● **GIVEN EXERCISE 1**:
Transcribe the portion of the discussion about the jai alai betting book starting at "So I haven't" and ending at "instead of excerpts.".
● **GIVEN EXERCISE 2**:
List every web address that appears in the discussion about the jai alai betting book.

● **EXCERPT TO READ**:
----------
To offer a balance, there's some negative feedback on amazon UK:

http://www.amazon.co.uk/Calculated-Bets-Computers-Gambling-M...


I found this book at the local public library back in 2008.

Skiena writes about how he became a profitable jai alai bettor with some historical data. It's an interesting book if you don't know much about gambling or modeling.


So I haven't read it, but if it works, why is he sharing it?

I had a prof in grad school (http://www.umanitoba.ca/faculties/management/faculty_staff/a...) who worked out an arbitrage system for horse racing. Other than publishing a few obscure papers, he kept it to himself. Because it wouldn't actually work if he shared it to a mass market.

Just asking, before I go and read the page in depth.


At the time of writing, the market in question--jai alai--was so small that one could not bet it professionally. The action and the number of sites where it was played dried up.


Gee, it's almost as if some people are motivated by things besides money...


If that was true, he'd have the entire book on the website, instead of excerpts.


That's a fair point. OTOH a lot of people who take the trouble to write a book would like to see it in print, and almost all publishers forbid you from releasing the manuscript in alternate forms once it has been published. Also, for somebody with his skill set, there are many shorter paths to riches than writing MAA monographs.

If you just read even the preface to this book ( http://books.google.com/books?id=UvWGgaE4ZA8C&lpg=PP1... ), it is obvious that his motivation for writing it has everything to do with a lifelong fascination with mathematical modeling and sincere desire to share that with others, and nothing to do with making money from gambling returns. The gambling was merely meant to put his model to the test in a way that penalized failure.

It's all right there in the book. But hey, why consult the text when we can all sit around grousing online about what his intentions might have been?


Or he is motivated by money, but his system doesn't work, so publishing snake oil in a book, is the source of income.


This was my suspicion. I added the disclaimer, just because I can't actually say its true without reading what's on the web page(in depth).


What do you mean by "work out" an arbitrage system? Arbitrage is arbitrage. Do you mean he wrote a system to find arb opportunities and place the bets automatically?
----------
● **AVAILABLE DATA**:
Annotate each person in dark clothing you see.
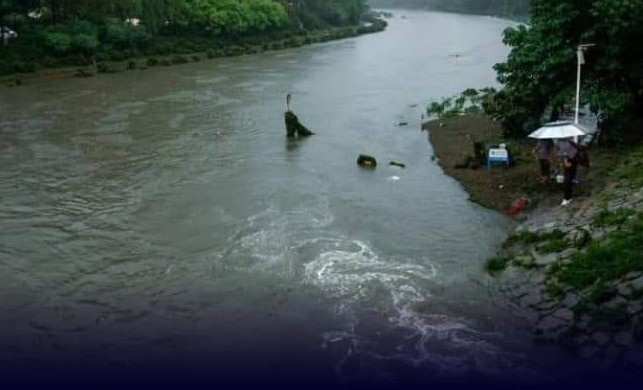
----------
● **EXERCISE ANSWER 1**:
So I haven't read it, but if it works, why is he sharing it?

I had a prof in grad school (http://www.umanitoba.ca/faculties/management/faculty_staff/a...) who worked out an arbitrage system for horse racing. Other than publishing a few obscure papers, he kept it to himself. Because it wouldn't actually work if he shared it to a mass market.

Just asking, before I go and read the page in depth.


At the time of writing, the market in question--jai alai--was so small that one could not bet it professionally. The action and the number of sites where it was played dried up.


Gee, it's almost as if some people are motivated by things besides money...


If that was true, he'd have the entire book on the website, instead of excerpts.

● **EXERCISE ANSWER 2**:
http://www.amazon.co.uk/Calculated-Bets-Computers-Gambling-M...
http://www.umanitoba.ca/faculties/management/faculty_staff/a...
http://books.google.com/books?id=UvWGgaE4ZA8C&lpg=PP1...